**REQUIREMENTS:**
Can you give all the records again without altering a single character?

[Position annotation records]
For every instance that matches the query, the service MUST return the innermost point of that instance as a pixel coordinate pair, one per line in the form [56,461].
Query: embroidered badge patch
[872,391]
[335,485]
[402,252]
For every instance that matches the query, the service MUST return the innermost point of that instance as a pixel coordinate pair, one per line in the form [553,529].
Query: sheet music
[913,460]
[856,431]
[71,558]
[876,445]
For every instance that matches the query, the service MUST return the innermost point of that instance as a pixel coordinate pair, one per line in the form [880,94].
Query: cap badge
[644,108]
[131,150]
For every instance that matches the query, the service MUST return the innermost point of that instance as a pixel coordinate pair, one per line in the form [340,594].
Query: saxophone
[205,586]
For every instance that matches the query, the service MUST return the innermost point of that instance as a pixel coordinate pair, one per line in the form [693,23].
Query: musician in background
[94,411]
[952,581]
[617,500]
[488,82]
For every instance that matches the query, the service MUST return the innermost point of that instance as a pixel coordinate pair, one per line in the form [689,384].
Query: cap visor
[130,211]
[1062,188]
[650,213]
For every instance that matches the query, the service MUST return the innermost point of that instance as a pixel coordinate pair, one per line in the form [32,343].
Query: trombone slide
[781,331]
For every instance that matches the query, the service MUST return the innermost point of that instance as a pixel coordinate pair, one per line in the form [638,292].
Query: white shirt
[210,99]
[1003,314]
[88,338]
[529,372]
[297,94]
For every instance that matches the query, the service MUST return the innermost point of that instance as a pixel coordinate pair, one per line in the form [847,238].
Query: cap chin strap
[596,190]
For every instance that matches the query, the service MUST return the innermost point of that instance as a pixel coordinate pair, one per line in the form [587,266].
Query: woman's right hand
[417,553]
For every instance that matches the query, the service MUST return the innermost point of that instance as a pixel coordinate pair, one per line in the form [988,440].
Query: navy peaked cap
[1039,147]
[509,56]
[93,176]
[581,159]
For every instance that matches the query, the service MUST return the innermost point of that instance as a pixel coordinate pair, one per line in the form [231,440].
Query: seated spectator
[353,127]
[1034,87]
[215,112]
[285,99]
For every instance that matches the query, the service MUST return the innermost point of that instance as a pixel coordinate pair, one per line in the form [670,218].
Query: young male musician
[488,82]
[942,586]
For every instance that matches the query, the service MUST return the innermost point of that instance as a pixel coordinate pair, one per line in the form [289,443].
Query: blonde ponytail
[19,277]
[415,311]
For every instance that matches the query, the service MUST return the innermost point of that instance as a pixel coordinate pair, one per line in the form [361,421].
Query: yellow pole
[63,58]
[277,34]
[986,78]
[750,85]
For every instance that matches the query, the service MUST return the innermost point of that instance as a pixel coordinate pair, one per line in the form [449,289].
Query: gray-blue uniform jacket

**CORRECT OUTPUT:**
For every instance that matches the query, the service MUST return the innermost point of that instance as a pixel coordinate pair, one per line in the form [56,461].
Query: embroidered badge patch
[872,391]
[335,485]
[402,252]
For every instance that matches the query, the service MUST return the innermost point of that instance as a pixel coordinate pair, one per line in the form [553,529].
Query: sheet music
[913,460]
[856,431]
[71,558]
[876,445]
For every instance that matches the query, the service MUST return the innermost point of that instance as a pixel coordinate pair, one per line in the form [880,94].
Query: cap badge
[644,108]
[131,150]
For every instance that matches the query, the service MUST return the innermost point of that instance as a pixel coordinate pair, one per line in the form [340,594].
Query: saxophone
[205,586]
For every instance that matches the query, the service MUST return the innermost point of that instance as a pixel coordinate pair, one per line in the form [693,23].
Query: musician in background
[94,411]
[952,581]
[617,500]
[488,82]
For every instance that matches the query, the service MUST return the innermost point of that instance as a pixel coordinate pair, one per line in the form [689,384].
Query: cap visor
[130,211]
[1062,188]
[650,213]
For every instance that matches the query, the service MUST return the innermost point of that instance as a pixel coordinate pair, one per line in the form [32,343].
Query: trombone slide
[781,331]
For every instance that matches the query, the service MUST return the innermost point of that instance as a pixel coordinate pair, one per line in the form [638,292].
Query: white shirt
[210,99]
[1003,314]
[88,338]
[529,372]
[297,94]
For every instance that matches the query, the service MUST return the innermost point of that instance as a pixel coordinate pair, one per line in the form [847,238].
Query: cap chin strap
[596,190]
For every instance that matches the query, the service MUST return the innermost point of that instance as a pixel coordinate pair, one per line in the form [587,266].
Query: woman's right hand
[417,553]
For every instance that matches the query, the service MUST return the innermost point of that instance as a pixel coordinate pair, one per line in the form [988,440].
Query: navy peaked cap
[1039,147]
[509,56]
[93,176]
[581,159]
For every instance that matches the query, the service MUST return the innermost point of that instance as a pixel coordinate pair, one per line in the form [231,440].
Query: seated spectator
[353,127]
[1034,87]
[215,112]
[285,99]
For every instance that matches the query, the service MUST return the innermost point of that instance as a pixel coordinate pair, one per line in the form [670,218].
Query: young male musician
[488,82]
[942,586]
For every instance that matches the query, the service MUST return the innermost point of that instance as a pixel coordinate pair, one per line in the form [289,443].
Query: blonde ponytail
[19,277]
[415,311]
For every instance that matches the query, the service MUST return the innermost point of that instance as a pixel coordinate pair, one per line in the form [361,421].
Query: yellow pole
[63,58]
[277,34]
[986,78]
[750,85]
For every instance that matches the query, the service MUST return the innermost point of that instance as a pixel coordinate pair, one per line in the form [449,289].
Query: gray-blue uniform jacket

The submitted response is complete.